### What needs to be done
Return every entry exactly.

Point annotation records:

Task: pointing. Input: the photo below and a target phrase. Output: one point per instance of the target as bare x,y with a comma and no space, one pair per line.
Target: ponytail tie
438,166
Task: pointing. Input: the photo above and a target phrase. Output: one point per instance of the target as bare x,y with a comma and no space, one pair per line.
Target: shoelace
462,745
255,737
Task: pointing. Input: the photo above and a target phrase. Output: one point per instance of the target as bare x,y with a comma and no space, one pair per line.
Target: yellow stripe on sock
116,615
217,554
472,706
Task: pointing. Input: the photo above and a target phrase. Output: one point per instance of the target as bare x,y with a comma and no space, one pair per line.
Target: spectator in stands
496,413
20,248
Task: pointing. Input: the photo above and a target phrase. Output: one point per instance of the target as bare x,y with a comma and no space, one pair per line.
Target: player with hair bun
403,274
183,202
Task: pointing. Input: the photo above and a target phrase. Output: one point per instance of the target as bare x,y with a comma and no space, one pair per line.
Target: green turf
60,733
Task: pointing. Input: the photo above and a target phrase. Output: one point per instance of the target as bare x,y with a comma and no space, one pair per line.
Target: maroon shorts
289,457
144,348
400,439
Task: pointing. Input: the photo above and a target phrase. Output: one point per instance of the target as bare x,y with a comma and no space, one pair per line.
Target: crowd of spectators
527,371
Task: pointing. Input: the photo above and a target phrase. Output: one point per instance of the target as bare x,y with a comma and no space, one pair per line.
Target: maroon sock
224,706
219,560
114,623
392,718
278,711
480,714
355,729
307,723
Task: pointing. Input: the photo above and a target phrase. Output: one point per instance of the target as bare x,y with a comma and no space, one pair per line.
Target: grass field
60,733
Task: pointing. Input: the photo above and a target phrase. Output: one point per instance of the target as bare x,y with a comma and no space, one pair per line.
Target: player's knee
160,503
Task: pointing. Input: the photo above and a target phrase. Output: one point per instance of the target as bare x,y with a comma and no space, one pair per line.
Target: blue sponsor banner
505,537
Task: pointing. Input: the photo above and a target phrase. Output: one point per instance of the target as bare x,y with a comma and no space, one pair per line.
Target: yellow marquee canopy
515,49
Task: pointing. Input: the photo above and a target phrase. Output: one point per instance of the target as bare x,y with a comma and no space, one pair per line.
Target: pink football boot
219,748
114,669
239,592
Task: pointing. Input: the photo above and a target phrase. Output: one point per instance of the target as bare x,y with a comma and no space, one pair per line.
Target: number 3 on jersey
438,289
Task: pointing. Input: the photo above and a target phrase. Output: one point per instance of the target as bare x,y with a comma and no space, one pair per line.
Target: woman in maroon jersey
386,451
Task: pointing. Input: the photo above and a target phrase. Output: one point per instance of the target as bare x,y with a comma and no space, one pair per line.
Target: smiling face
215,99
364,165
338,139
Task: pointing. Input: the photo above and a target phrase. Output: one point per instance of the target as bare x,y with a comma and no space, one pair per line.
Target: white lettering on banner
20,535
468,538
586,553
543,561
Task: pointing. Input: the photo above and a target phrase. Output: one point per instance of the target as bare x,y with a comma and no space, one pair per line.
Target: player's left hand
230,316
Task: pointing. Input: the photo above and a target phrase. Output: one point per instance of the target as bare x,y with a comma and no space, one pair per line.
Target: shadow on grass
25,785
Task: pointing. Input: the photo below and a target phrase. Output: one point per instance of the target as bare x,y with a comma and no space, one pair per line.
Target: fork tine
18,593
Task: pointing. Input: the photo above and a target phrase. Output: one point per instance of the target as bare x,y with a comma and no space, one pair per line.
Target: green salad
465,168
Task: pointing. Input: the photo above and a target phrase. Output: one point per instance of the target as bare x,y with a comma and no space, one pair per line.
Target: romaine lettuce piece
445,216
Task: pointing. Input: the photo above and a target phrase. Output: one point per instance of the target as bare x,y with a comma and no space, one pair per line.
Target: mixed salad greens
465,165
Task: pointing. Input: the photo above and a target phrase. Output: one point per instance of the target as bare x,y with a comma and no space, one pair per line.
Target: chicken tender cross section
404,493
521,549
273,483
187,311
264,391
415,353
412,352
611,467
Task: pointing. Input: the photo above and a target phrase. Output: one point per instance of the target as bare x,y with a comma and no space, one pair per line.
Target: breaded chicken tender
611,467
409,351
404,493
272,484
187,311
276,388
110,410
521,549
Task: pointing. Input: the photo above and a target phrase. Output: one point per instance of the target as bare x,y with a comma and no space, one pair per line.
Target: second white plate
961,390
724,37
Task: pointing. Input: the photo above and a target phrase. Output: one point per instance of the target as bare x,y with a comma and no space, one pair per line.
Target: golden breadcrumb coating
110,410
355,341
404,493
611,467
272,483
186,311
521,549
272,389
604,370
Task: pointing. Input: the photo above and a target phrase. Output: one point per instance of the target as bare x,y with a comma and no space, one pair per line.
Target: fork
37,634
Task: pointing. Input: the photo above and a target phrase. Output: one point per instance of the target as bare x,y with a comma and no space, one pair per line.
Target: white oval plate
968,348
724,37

### Solution for this task
Task: pointing. Input: the photo below and a target phrase. Output: one point per instance of the target as bare x,y with a comma and no space, one pair per line.
Target: ponytail tie
438,166
Task: pointing. Input: the photo above and a target phrase. Output: one point per instance of the target as bare x,y with a comma and no space, one pair per line.
Target: shoelace
462,745
255,737
Task: pointing. Input: the photo above and a target phrase. Output: one point per instance of the target as bare x,y with a comma and no space, one pair per line.
Target: yellow stripe on sock
116,615
217,554
472,706
Task: pointing. Input: the photo above and a target phrase. Output: one point per instance of the target as bare x,y with a comma and no space, one pair per line.
Target: spectator in stands
496,413
20,248
Task: pointing. Input: the photo above and a target phrase. Output: one point per instance of the target as bare x,y with a comma and no space, one pair per line.
Target: player with hair bun
403,274
183,202
Task: pointing. Input: the photo above and a target phrase. Output: one point per instance of the target as bare x,y with a comma and no space, one pair per line.
Target: green turf
60,733
Task: pointing. Input: the photo above and a target phrase. Output: one point per instance of the target as bare x,y with a comma and no space, one pair per line.
Target: maroon shorts
289,457
144,348
400,439
Task: pointing. Input: the photo above and a target phrase. Output: one point per instance of the target as bare x,y with a comma and no space, one pair per line.
Target: crowd of spectators
527,371
Task: pointing. Input: the photo above and a target phrase. Output: one point per instance of the target as bare x,y with a comma and no space, one pair per line.
Target: maroon sock
224,706
219,560
114,623
392,718
278,711
480,714
355,729
307,723
Task: pointing. Input: the photo above and a target phrase. Output: one point per instance of the target as bare x,y with a comma and no space, one pair per line.
Target: grass field
60,733
Task: pointing. Input: the photo above and a target phrase. Output: one point per instance of the target as bare x,y with a comma and no space, one pair per line.
Target: player's knee
160,503
Task: pointing. Input: the photo above and a target phrase. Output: one point per instance of the target as bare x,y with a comma and no space, one pair per line.
Target: blue sponsor banner
505,537
Task: pointing. Input: the photo above and a target phrase. Output: one point per instance of the target as bare x,y with a comma and no space, one pair per line.
Target: yellow marquee canopy
515,49
Task: pointing. Input: the photo above and a target phrase. Output: one point per instance of the target as bare x,y with a comma and no space, one pair per line.
Target: pink football boot
219,748
114,669
239,592
Task: pointing. Input: the photo above and a target phrase. Output: one point per instance of the target as bare x,y with a comma and no space, one pair per line.
Target: number 3 on jersey
438,289
Task: pointing. Input: the photo above and a target phrase. Output: one point per instance of the target as bare x,y with a comma and no space, one pair per line.
Target: woman in maroon jersey
386,451
Task: pointing. Input: the photo above and a target phrase. Output: one point per instance of the target as bare x,y with a comma and no space, one pair per line.
Target: smiling face
215,99
364,165
338,139
Task: pointing. Input: the photo above and a target phrase. Output: one point per instance of the target as bare x,y with a comma and no space, one pair per line.
Target: white lettering on banner
20,535
468,538
586,553
543,561
Task: pointing. Input: the photo above and a target phrase. Output: one point per instance of the target as bare x,y with a comma and no space, one pair per line.
Target: player's left hand
230,316
Task: pointing. Input: the photo above and a target phrase. Output: one point per instance of the target as bare x,y with a comma and no space, one pair per line.
Target: shadow on grass
25,785
Task: pointing. Input: the photo below and a target phrase. Output: one point per instance of the target as bare x,y with a comma and no space, one pair per line.
Target: fork tine
18,593
Task: pointing. Input: the photo above and a target phrase. Output: one point per instance of the target as bare x,y with a comma and no space, one pair per line.
Target: green salad
465,168
Task: pointing. Input: the photo above and a target phrase. Output: one point per instance of the target as bare x,y with a comma and no space, one pair per line.
Target: romaine lettuce piece
445,216
Task: pointing. Input: the photo above and a target phrase. Output: one point per instance of the target as bare x,y with a comma and no space, one pair per line.
Target: mixed salad greens
465,165
Task: pointing. Input: the photo above and a target phrase. Output: one point per instance of the target as bare x,y with a comma and no space, one pair per line.
Target: chicken tender cross section
404,493
521,549
273,483
187,311
264,391
415,353
412,352
611,467
Task: pointing. Input: the photo above and a target phrase. Output: one point per instance of the target as bare x,y with a comma and no space, one pair per line.
Target: breaded chicken tender
611,467
409,351
404,493
272,484
187,311
276,388
110,410
521,549
Task: pointing. Input: the photo above and a target phrase. Output: one point per instance of the target as bare x,y with a comma and no space, one pair per line.
Target: second white plate
961,390
724,37
Task: pointing. Input: the photo above and a target phrase. Output: one point per instance of the target as bare x,y with a comma and no space, one pair per line.
Target: golden breadcrumb coating
110,410
355,341
404,493
611,467
272,483
186,311
521,549
272,389
604,370
Task: pointing. Input: the photo above and a target phrase. Output: one point per instance of the target as bare x,y with a comma and no space, one pair per line.
Target: fork
37,634
Task: pointing. Input: the photo above and a target phrase. Output: one point per instance of the target as bare x,y with a comma and no space, one pair per line.
Target: white oval plate
968,348
724,37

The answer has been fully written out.